_Directions for this task:_ Express the span that begins with the line containing "Where can you spot the hanging" and ends with the line containing "[[85, 87], [81, 94]]", both lines included, as a JSON list of strings with one string per line and blank lines omitted. Include only the lines in that span.

_Given entries:_
────────────────────────────────────────

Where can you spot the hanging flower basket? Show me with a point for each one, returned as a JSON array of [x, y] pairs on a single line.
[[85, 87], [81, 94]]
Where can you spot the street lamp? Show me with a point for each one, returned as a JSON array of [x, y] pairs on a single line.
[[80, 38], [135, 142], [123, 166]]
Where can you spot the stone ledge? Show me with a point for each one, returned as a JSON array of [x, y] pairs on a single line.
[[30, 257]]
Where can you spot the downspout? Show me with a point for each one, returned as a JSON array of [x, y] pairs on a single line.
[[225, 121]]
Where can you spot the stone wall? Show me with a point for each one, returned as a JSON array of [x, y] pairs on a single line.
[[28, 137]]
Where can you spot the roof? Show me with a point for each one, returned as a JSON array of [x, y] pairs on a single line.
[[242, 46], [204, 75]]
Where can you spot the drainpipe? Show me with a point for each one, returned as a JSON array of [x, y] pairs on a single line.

────────────────────────────────────────

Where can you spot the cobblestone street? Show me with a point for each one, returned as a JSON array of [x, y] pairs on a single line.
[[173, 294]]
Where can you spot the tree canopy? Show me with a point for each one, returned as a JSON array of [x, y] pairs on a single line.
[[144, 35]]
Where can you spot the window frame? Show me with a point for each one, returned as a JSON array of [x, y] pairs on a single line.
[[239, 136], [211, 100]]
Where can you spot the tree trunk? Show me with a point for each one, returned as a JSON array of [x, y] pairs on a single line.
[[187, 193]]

────────────────────────────────────────

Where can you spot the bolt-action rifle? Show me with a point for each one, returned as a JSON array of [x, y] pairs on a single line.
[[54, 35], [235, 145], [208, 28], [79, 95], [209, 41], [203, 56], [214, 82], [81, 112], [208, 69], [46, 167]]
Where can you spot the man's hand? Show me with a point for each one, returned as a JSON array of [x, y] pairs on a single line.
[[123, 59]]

────────────────────────────────────────

_Finished task:_
[
  "Where can you spot the hanging flower basket? Show me with a point for each one, returned as a JSON array of [x, y] pairs on a single line.",
  "[[85, 87], [81, 94]]"
]